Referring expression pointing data

==*==

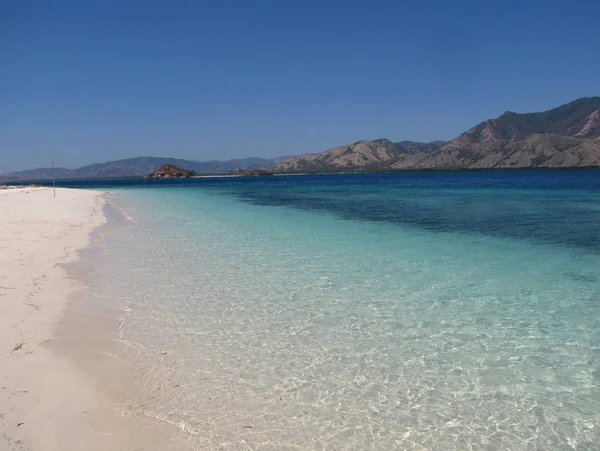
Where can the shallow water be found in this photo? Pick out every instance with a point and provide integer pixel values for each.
(399, 311)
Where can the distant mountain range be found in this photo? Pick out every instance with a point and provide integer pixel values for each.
(563, 137)
(567, 136)
(139, 167)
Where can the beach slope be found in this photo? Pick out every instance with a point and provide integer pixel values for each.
(46, 401)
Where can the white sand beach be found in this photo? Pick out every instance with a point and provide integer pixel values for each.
(46, 401)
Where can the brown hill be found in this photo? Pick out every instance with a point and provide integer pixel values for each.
(563, 137)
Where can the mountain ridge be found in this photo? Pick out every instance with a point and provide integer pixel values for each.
(565, 136)
(139, 167)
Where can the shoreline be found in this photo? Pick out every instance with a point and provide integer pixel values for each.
(47, 399)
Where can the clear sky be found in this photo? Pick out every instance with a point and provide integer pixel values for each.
(93, 80)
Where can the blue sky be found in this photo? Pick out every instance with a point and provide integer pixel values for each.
(90, 81)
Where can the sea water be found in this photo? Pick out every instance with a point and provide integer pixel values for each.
(434, 311)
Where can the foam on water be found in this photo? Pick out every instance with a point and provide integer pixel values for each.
(340, 316)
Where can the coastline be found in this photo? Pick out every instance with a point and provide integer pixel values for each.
(47, 399)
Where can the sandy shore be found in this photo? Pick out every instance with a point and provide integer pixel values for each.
(46, 400)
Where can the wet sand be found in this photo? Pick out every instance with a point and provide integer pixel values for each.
(48, 398)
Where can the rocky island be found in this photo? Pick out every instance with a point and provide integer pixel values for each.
(170, 171)
(242, 172)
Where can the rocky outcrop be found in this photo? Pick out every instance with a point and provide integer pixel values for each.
(169, 171)
(564, 137)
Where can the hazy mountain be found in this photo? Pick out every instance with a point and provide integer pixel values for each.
(139, 166)
(567, 136)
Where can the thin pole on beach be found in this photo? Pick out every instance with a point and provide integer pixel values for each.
(53, 179)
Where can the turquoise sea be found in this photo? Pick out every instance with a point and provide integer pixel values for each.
(426, 311)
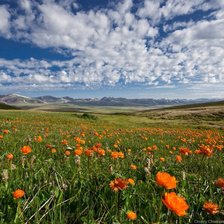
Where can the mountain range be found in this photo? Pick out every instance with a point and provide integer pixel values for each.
(18, 100)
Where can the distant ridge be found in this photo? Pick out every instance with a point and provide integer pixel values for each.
(15, 99)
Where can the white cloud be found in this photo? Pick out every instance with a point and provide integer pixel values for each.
(116, 45)
(4, 21)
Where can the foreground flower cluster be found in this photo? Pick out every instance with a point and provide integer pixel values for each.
(64, 170)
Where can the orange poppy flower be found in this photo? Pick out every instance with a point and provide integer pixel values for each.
(175, 203)
(101, 152)
(64, 142)
(26, 150)
(39, 139)
(219, 182)
(131, 181)
(211, 208)
(67, 152)
(133, 167)
(166, 180)
(89, 152)
(119, 184)
(178, 158)
(9, 156)
(131, 215)
(18, 194)
(78, 152)
(53, 150)
(5, 131)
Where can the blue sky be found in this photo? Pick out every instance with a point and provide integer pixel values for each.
(129, 48)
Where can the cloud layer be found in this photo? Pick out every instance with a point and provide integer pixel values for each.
(155, 43)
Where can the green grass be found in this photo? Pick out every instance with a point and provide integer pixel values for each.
(69, 189)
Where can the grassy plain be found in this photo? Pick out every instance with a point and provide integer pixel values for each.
(61, 187)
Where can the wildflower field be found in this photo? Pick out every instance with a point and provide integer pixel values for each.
(62, 168)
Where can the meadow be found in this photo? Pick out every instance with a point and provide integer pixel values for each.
(68, 168)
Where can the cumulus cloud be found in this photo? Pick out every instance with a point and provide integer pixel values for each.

==*==

:: ACTIVITY ::
The data is to be returned exactly as it stands, pictures aside.

:: RESULT OF THIS EXERCISE ::
Where can the shallow water be found in this photo? Pick out every instance with a point and provide integer pixel values for each.
(399, 311)
Where can the distant mountain range be found in this photo? Pick out every instance with a point and provide integer pixel values for each.
(563, 137)
(567, 136)
(139, 167)
Where can the beach slope be found in this photo? Pick out every instance with a point and provide integer pixel values for each.
(46, 401)
Where can the white sand beach be found in this photo? Pick out every instance with a point and provide integer pixel values for each.
(46, 401)
Where can the brown hill be found in this photo? Pick out every instance with a point and provide integer pixel values for each.
(563, 137)
Where can the mountain ridge be found in this photo? Pick out every instance with a point and provide integer pixel values for each.
(565, 136)
(139, 167)
Where can the shoreline be found in this photo? Pick out every instance with a point and provide integer pixel values for each.
(47, 399)
Where can the clear sky be found in this photo? Pick out every instance with a point and provide integer pixel values for each.
(93, 80)
Where can the blue sky be found in this photo? Pick out every instance with a point and provide integer pixel values for each.
(90, 81)
Where can the sea water be found in this photo? Pick out every instance with a point and provide integer pixel values for each.
(434, 311)
Where can the foam on water be found in this photo? Pick out every instance with a point and provide integer pixel values for each.
(340, 316)
Where can the coastline be found in this photo? Pick out every instance with a point and provide integer pixel values for each.
(47, 399)
Where can the sandy shore be found in this photo? Pick out every instance with a point and provide integer pixel values for each.
(46, 400)
Where can the wet sand be found in this photo? Pick out every instance with a point and provide integer pixel values for each.
(48, 398)
Where can the rocky island be found in this photo? Pick out every instance with a point and provide integer pixel values for each.
(170, 171)
(242, 172)
Where can the rocky outcrop be found in this photo? Pick out every instance with a point and provide integer pixel values for each.
(169, 171)
(564, 137)
Where can the hazy mountain be found in this photo? Pick out every instance with a point and provide integer pixel values for each.
(139, 166)
(567, 136)
Where can the thin pole on beach be found in this photo? Pick out every instance with a point and provide integer pixel values for each.
(53, 179)
Where can the turquoise sea be found in this photo? Pick out every instance with a point and provide integer pixel values for each.
(426, 311)
Where can the mountain range be found in this photo? Pick out every instance with a point and provide integer pixel values for each.
(18, 100)
Where can the distant ridge be found in this photo? Pick out every instance with a point and provide integer pixel values for each.
(15, 99)
Where can the white cloud be found in this photo? Pick out every instance with a point and provide integer pixel values for each.
(116, 45)
(4, 21)
Where can the foreground flower cluster be found in this photo? Pick out every instance with a point and provide integer pixel values for each.
(64, 170)
Where can the orange poppy flower be found in this photo? Pick out every instance with a point and provide integer pixel values for each.
(175, 203)
(101, 152)
(64, 142)
(26, 150)
(39, 139)
(219, 182)
(131, 181)
(211, 208)
(67, 152)
(133, 167)
(166, 180)
(89, 152)
(119, 184)
(178, 158)
(9, 156)
(131, 215)
(18, 194)
(78, 152)
(53, 150)
(5, 131)
Where can the blue sky be found in this photo? Pick out every instance with a point and provide integer pixel values for each.
(129, 48)
Where can the cloud layer be found in this photo? Pick out every instance with a point and provide integer pixel values for each.
(155, 43)
Where can the green grass be found in this photo? Pick out every instance with a point and provide integer pixel values for each.
(69, 189)
Where can the grassy plain be found in this photo? Pick out every instance with a point and provide integer pixel values for each.
(61, 187)
Where can the wildflower field be found in this photo? Pick out every instance with a point and provide integer pixel values for each.
(62, 168)
Where can the meadow be found in this photo? Pick out every instance with a point and provide integer pixel values for each.
(68, 168)
Where can the cumulus cloud be found in this photo? Pick out every instance with a point and provide integer pixel values for each.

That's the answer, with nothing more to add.